• **CONSEGNA 1**: Filtra l'elenco e tieni solo le righe che contengono la parola "window", distinguendo tra maiuscole e minuscole.

• **ESTRATTO DEL DOCUMENTO**:

Intervista a cura di Valeria Brucoli (Redazione Confronti)

La storia di Enaiatollah Akbari nata tra le pagine di Nel mare ci sono i coccodrilli (Baldini+Castoldi, 2010), il romanzo di Fabio Geda divenuto un successo editoriale nel 2010, a cui è seguito dieci anni dopo Storia di un figlio. Andata e ritorno (Baldini+Castoldi, 2020), arriva sul grande schermo con Enaiat, l’incredibile storia, scritto e diretto da Patrizia Schiavo, che abbiamo intervistato per Confronti.

A dieci anni dalla pubblicazione di Nel mare ci sono i coccodrilli arriva sul grande schermo Enaiat, l’incredibile storia. Come è avvenuto il passaggio dal testo alla scena e dalla scena al grande schermo?

Il passaggio dal romanzo alla scena è iniziato con il mio lavoro di sintesi, di adattamento, e la strutturazione di una vera e propria drammaturgia. Ho conservato l’io narrante di Enaiat e trasformato in azione e momenti dialogici, con l’ausilio degli altri personaggi, tutti i passaggi possibili. Ho spostato la cronologia narrativa di alcune sequenze del romanzo, per iniziare con Enaiat che racconta i motivi per cui non sarebbe mai andato via dall’Afghanistan : «Io via da Nava non sarei mai andato… il mio paese era bellissimo, non c’era energia elettrica e per fare luce usavamo le lampade a petrolio… e le stelle tantissime, così ho imparato a contare, contando le stelle». Teatralmente i momenti narrativi di Enaiat avvenivano in proscenio, guardando gli spettatori negli occhi ed erano interrotti di volta in volta dall’ingresso degli altri personaggi e dall’entrare in azione dello stesso protagonista.

La sceneggiatura è rimasta sostanzialmente invariata, se non per l’aver precisato con la Persico Film, la divisione in scene e la definizione di interni/esterni e giorno/notte.

Una buona intuizione che ho avuto prima delle riprese è stata volgere in intervista quasi tutti i momenti narrativi, immaginando Enaiat adulto che racconta la sua odissea in primo piano; lo sguardo in macchina, un andamento più discorsivo che narrativo, rispetto al teatro, rende il racconto più intimo e più forte al tempo stesso, per la sensazione che stia parlando, occhi negli occhi, esattamente a chi lo sta guardando.

• **CONTENUTO DEL DATASET**:
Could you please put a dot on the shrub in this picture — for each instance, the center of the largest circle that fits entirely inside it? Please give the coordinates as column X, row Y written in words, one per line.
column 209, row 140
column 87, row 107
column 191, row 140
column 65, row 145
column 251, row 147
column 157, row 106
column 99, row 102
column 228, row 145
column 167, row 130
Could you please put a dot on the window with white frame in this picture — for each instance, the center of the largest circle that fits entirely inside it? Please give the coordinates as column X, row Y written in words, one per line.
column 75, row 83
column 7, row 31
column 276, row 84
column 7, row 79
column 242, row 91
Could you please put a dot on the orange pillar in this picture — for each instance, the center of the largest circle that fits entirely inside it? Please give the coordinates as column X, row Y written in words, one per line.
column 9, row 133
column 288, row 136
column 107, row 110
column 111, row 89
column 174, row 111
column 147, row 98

• **CONSEGNA 2**: Trascrivi dall'intervista su Enaiat il passo che comincia con "La sceneggiatura è" e prosegue fino a "lo sta guardando.".

• **RISPOSTA COMPLETA 1**:
Could you please put a dot on the window with white frame in this picture — for each instance, the center of the largest circle that fits entirely inside it? Please give the coordinates as column X, row Y written in words, one per line.

• **RISPOSTA COMPLETA 2**:
La sceneggiatura è rimasta sostanzialmente invariata, se non per l’aver precisato con la Persico Film, la divisione in scene e la definizione di interni/esterni e giorno/notte.

Una buona intuizione che ho avuto prima delle riprese è stata volgere in intervista quasi tutti i momenti narrativi, immaginando Enaiat adulto che racconta la sua odissea in primo piano; lo sguardo in macchina, un andamento più discorsivo che narrativo, rispetto al teatro, rende il racconto più intimo e più forte al tempo stesso, per la sensazione che stia parlando, occhi negli occhi, esattamente a chi lo sta guardando.